▸ **PROBLEM TO WORK ON**: All that is wanted is an exact copy of the lines below, starting at the one that contains "[point] at the stone railing (one" and running to the end.

▸ **TASK MATERIAL**:

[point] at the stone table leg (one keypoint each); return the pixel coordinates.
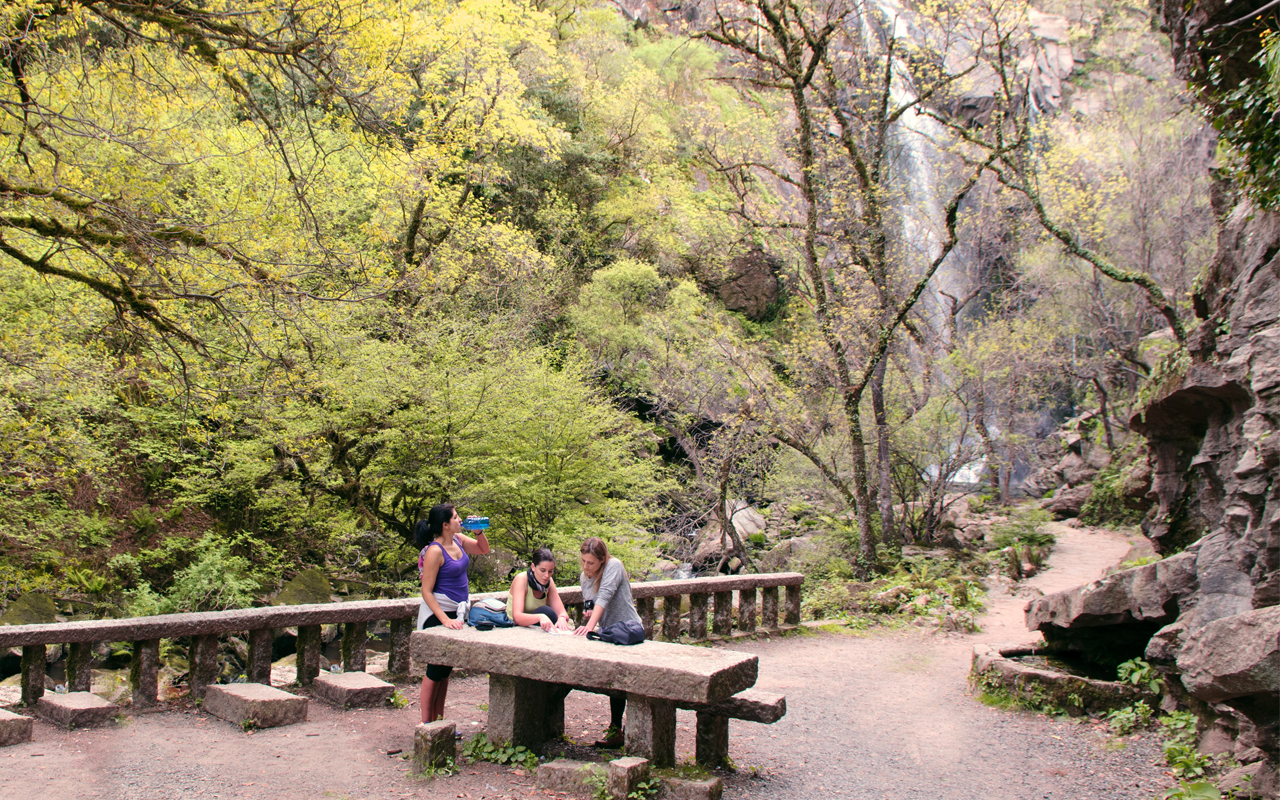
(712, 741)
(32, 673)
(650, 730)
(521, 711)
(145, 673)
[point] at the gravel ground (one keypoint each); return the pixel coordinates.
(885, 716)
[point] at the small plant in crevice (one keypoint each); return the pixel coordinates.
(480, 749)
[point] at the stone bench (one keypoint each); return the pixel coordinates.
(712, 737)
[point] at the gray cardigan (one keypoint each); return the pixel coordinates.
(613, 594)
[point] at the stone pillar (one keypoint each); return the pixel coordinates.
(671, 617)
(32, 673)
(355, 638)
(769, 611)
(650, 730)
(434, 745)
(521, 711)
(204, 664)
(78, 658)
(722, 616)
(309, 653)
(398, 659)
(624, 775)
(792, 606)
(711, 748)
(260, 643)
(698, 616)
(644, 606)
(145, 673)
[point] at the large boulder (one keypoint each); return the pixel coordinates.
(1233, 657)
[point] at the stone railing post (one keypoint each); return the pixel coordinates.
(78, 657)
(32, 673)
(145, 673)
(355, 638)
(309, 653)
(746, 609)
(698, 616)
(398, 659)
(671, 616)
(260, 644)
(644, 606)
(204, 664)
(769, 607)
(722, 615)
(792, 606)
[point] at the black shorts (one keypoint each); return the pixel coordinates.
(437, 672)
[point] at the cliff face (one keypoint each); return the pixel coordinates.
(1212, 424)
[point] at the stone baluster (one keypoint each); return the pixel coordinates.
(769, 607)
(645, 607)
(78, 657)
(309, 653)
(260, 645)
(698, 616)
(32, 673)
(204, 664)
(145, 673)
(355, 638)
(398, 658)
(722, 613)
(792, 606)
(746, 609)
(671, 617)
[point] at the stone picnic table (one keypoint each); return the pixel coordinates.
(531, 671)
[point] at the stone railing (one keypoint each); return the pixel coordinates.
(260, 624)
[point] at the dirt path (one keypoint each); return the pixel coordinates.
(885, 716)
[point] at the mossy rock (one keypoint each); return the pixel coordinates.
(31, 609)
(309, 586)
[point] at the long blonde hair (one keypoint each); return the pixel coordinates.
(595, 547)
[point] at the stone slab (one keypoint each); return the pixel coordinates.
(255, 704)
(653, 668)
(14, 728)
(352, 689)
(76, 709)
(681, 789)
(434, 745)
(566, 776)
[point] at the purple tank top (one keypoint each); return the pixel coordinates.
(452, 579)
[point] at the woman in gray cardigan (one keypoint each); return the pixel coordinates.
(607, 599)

▸ **FINAL ANSWER**:
[point] at the stone railing (one keypoint each); return the pixel coordinates.
(260, 624)
[point] at the dirt path (one keypoint each); return the pixel coordinates.
(885, 716)
[point] at the mossy rock (one keypoint each); return the pixel coordinates.
(31, 609)
(309, 586)
[point] at the long blonde hair (one keypoint each); return the pixel coordinates.
(595, 547)
[point] at the stone slab (one keypoint each); return the pixel coordinates.
(255, 704)
(653, 668)
(14, 728)
(352, 689)
(76, 709)
(681, 789)
(434, 745)
(566, 776)
[point] at the purple tank top (one keypoint each); return the pixel coordinates.
(452, 579)
[point] at the woman in gray cardigan (one keypoint each); return the pixel coordinates.
(607, 599)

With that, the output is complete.